Stored data entries:
┌──

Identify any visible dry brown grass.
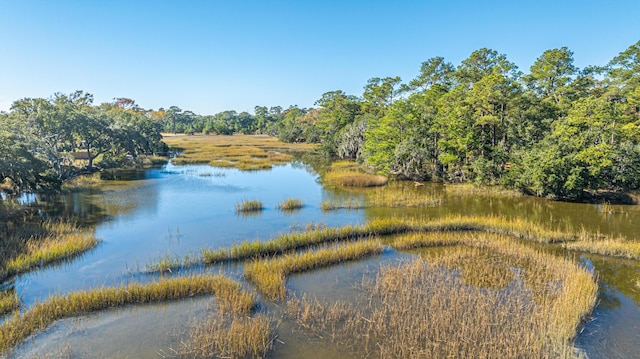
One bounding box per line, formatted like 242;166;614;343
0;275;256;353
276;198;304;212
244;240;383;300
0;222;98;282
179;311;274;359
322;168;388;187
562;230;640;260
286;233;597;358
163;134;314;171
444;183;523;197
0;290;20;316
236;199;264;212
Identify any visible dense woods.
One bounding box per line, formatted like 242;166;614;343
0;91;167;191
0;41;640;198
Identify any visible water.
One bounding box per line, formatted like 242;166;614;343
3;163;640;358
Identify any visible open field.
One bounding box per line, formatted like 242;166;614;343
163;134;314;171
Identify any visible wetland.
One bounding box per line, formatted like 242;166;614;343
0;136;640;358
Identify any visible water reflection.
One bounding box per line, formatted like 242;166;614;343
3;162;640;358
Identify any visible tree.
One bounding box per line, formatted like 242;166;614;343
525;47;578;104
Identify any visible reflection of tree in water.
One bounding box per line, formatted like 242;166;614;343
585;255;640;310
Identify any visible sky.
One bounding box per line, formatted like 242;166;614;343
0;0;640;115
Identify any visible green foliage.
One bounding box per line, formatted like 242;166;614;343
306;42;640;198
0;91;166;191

└──

» WHAT TO PRODUCE: Write every line of the items above as a JSON list of strings, one string per line, skipping blank lines and leaving out the pictures.

» REPLY:
[
  "Identify any visible dry brown grass.",
  "One bounding box per line, formatted like 242;166;614;343",
  "0;275;256;353",
  "276;198;304;212",
  "244;240;383;300",
  "0;222;98;282",
  "179;311;274;359",
  "322;168;388;187",
  "562;230;640;260",
  "286;233;597;358",
  "163;134;314;171",
  "444;183;523;197",
  "0;290;20;316",
  "236;199;264;212",
  "Identify any visible dense woods.",
  "One bounding box per line, formatted like 242;166;614;343",
  "0;91;167;191",
  "0;41;640;198",
  "Identify any visible water.",
  "One bounding box per line, formatted like 242;166;614;343",
  "3;163;640;358",
  "Identify any visible open field.",
  "One bounding box per line, formatted like 242;166;614;343",
  "163;134;314;171",
  "Identify any visible wetland.",
  "One bounding box per line, formatted like 242;166;614;343",
  "0;136;640;358",
  "Identify any visible water reflection.",
  "One bounding box per line, formatted like 242;166;614;343",
  "3;162;640;358",
  "Identify any visible tree.",
  "One bounding box per line, formatted like 242;166;614;343",
  "525;47;578;104",
  "Identify any visible reflection of tree in water.",
  "One bounding box per line, formatted like 242;166;614;343",
  "585;255;640;310",
  "Identify any visible sky.",
  "One bounding box per line, formatted like 242;166;614;343",
  "0;0;640;115",
  "Identify any visible green foliage.",
  "One bounding box per line, formatted like 242;166;614;343",
  "306;42;640;198",
  "0;91;166;191"
]